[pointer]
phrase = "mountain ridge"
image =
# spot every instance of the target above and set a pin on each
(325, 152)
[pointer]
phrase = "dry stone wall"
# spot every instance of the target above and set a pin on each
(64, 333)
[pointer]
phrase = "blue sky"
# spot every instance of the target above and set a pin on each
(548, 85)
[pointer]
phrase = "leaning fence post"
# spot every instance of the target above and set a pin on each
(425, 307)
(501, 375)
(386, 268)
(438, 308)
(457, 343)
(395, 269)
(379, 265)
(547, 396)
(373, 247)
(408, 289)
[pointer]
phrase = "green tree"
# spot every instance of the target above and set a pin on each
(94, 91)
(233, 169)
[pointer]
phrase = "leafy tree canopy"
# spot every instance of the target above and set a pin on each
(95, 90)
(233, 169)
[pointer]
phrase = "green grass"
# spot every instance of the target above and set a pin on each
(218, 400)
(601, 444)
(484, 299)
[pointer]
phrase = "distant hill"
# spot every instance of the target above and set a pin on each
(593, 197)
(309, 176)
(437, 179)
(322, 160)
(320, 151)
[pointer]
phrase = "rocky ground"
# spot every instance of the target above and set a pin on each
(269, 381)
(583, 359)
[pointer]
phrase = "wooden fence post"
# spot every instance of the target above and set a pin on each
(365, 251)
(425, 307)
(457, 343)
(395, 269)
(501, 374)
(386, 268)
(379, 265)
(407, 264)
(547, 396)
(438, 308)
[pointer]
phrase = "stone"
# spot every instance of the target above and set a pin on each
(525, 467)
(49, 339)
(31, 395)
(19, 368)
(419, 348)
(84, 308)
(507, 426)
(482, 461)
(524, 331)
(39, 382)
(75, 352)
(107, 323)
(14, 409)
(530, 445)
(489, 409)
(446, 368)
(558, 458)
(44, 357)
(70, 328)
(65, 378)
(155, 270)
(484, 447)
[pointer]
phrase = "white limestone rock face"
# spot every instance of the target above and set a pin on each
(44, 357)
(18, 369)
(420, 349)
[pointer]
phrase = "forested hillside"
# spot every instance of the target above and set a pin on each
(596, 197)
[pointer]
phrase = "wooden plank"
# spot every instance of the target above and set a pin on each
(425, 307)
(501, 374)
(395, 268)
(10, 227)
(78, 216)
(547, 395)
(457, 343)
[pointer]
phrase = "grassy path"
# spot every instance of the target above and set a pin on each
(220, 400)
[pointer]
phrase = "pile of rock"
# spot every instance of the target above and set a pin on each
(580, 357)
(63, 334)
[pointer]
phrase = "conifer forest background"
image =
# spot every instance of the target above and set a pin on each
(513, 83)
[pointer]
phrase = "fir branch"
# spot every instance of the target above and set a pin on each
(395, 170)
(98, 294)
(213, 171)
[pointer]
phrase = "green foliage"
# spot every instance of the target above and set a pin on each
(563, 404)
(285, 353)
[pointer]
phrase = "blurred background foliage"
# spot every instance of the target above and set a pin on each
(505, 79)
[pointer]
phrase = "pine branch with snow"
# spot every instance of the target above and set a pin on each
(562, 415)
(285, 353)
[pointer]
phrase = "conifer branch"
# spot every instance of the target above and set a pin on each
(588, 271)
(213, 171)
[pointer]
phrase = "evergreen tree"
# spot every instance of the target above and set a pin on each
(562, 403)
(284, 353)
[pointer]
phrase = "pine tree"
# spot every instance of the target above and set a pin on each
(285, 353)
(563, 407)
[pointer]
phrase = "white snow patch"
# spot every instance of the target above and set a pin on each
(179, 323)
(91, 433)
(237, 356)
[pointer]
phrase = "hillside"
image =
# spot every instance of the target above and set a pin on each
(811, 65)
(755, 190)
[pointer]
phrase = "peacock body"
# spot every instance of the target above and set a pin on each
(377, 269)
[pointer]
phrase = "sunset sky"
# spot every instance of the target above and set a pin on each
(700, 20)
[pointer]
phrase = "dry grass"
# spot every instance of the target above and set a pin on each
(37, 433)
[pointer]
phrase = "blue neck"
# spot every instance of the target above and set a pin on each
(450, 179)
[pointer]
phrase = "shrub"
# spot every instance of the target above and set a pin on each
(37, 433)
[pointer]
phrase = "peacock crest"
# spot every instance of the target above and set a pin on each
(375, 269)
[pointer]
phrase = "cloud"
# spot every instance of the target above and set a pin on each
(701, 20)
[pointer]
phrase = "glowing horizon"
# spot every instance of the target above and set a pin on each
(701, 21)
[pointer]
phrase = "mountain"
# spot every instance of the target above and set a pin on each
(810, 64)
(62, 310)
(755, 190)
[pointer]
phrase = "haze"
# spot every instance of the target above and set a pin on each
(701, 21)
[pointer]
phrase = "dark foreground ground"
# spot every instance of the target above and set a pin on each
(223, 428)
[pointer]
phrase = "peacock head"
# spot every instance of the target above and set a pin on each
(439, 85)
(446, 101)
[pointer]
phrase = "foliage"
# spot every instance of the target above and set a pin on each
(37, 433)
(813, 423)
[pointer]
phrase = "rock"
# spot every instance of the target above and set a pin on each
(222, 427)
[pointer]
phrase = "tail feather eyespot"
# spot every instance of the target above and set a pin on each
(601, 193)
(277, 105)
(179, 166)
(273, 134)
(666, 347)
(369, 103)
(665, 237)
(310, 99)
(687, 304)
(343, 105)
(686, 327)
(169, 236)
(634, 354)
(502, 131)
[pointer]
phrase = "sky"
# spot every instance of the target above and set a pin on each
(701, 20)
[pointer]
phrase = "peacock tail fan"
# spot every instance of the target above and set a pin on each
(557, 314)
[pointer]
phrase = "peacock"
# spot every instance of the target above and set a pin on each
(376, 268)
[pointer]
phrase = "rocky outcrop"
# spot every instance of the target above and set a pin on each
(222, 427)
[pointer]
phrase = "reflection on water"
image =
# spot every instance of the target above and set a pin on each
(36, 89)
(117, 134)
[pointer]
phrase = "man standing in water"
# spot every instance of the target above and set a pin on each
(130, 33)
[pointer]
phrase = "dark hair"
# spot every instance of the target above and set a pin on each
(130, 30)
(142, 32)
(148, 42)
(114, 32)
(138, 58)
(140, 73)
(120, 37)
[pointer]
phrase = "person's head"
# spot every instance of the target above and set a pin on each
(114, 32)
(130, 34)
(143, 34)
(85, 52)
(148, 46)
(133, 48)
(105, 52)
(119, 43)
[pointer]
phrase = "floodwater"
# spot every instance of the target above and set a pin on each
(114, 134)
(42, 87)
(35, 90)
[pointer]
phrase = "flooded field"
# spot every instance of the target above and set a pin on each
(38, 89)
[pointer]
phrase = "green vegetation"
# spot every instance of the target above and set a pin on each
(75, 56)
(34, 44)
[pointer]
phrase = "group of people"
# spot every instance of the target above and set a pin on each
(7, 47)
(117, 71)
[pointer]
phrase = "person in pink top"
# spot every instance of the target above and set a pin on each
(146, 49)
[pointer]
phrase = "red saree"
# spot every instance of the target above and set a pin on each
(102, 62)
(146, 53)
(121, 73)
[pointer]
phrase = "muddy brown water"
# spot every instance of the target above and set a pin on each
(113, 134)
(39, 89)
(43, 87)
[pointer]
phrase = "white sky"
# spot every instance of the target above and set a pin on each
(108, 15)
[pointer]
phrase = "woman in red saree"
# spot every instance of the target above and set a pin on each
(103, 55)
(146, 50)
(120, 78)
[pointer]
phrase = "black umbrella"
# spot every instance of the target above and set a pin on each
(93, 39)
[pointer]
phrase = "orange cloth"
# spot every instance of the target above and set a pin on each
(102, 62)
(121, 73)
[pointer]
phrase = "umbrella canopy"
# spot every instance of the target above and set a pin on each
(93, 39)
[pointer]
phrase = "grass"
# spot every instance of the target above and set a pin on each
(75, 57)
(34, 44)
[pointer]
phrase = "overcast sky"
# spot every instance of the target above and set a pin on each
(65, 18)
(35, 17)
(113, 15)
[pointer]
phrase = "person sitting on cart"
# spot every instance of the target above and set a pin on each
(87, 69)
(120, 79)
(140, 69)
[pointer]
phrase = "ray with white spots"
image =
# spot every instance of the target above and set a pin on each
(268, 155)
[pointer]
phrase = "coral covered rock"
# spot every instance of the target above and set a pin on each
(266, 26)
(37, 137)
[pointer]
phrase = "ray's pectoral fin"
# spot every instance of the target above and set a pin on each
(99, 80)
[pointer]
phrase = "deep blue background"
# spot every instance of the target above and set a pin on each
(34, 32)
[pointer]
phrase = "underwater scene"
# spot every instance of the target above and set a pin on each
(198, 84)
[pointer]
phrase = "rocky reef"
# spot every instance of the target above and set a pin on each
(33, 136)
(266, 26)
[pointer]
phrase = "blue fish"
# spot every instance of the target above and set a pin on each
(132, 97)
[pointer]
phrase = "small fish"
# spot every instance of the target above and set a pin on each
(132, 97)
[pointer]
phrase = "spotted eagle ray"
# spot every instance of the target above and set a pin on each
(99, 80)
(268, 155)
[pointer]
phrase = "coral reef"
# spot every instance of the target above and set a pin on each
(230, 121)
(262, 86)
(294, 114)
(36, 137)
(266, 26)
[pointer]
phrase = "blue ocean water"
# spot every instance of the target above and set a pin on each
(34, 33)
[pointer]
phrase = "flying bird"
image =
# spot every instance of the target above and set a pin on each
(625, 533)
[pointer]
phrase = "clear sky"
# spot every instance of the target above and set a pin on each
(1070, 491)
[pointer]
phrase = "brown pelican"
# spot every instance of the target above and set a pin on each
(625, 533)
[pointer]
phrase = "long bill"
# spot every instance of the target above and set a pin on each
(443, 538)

########

SET PROBLEM: How many lines in the records contain the word "dark"? Reply with the number alone.

RESPONSE TO THE EXERCISE: 2